# ENTRIES SHOWN
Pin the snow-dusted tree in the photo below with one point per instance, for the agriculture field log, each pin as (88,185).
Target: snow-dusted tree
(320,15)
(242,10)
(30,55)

# TASK REQUIREMENTS
Set down every one of the rows above again, unchanged and in the same order.

# RESULT OF THE EXERCISE
Pin the snow-dusted tree in the photo below with one point per instance, for the agriculture field log, each pin as (88,185).
Target: snow-dusted tree
(320,15)
(242,10)
(30,55)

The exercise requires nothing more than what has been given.